* _Exercise brief_: Copy the lines from the one with "marking in the photo above." through the one with "texture in the photo above.", putting "occurrence" wherever "instance" appears and changing nothing else.
==*==
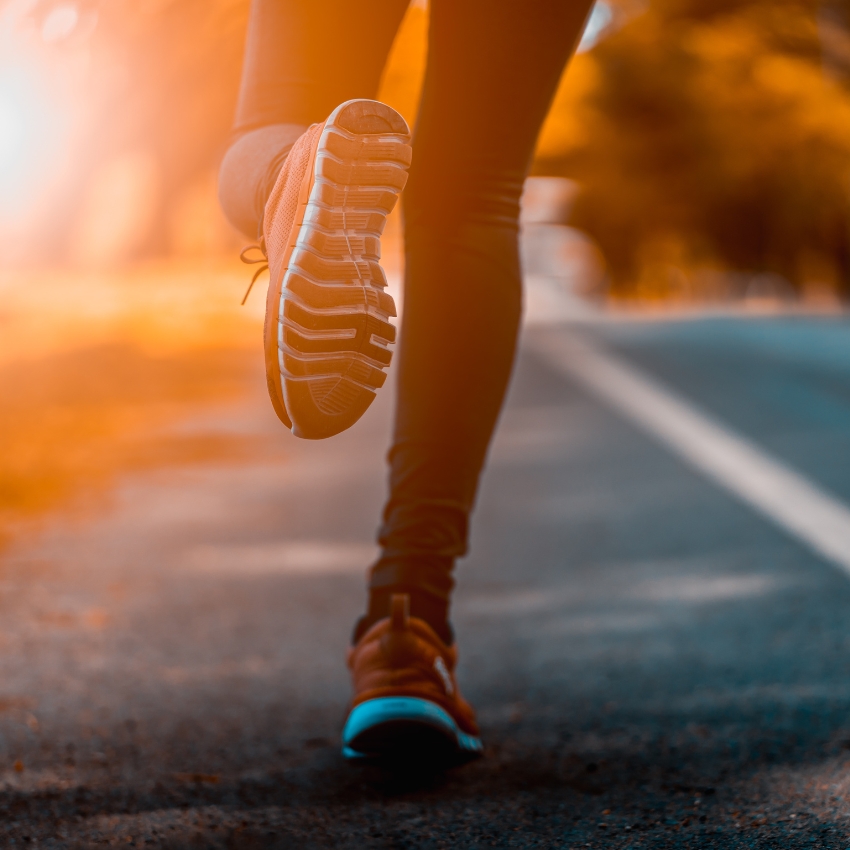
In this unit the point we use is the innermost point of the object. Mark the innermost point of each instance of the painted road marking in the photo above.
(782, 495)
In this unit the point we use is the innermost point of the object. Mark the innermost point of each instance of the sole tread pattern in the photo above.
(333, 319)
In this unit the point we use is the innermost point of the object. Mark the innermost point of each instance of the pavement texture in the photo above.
==*==
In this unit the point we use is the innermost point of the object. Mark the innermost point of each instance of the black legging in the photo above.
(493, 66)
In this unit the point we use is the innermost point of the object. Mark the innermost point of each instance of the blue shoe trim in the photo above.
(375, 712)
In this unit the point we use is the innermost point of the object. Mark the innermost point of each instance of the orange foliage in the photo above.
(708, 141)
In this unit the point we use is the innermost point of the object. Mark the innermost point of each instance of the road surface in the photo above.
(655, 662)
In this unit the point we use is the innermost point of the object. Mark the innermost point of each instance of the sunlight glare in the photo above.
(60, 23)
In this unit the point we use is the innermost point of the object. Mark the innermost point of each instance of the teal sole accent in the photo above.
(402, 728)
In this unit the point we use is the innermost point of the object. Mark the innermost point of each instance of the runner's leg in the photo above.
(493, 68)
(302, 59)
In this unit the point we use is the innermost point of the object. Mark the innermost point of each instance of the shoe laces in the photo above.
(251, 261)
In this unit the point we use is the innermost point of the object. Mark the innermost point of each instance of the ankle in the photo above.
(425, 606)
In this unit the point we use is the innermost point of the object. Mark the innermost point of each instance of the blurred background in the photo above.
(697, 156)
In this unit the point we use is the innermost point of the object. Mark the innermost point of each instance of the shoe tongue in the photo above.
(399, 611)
==*==
* _Exercise solution_:
In this unit the point we use is the innermost point of the object. Mark the innermost point of each occurrence of the painted road marking in the photo above.
(782, 495)
In this unit the point we use is the innermost point of the object. Mark the innermost point of each occurrence of the sole tread pattern in the photo above.
(333, 319)
In this unit the point we use is the innermost point of the object. Mark the innermost point of each occurrence of the pavement texture in the photo above.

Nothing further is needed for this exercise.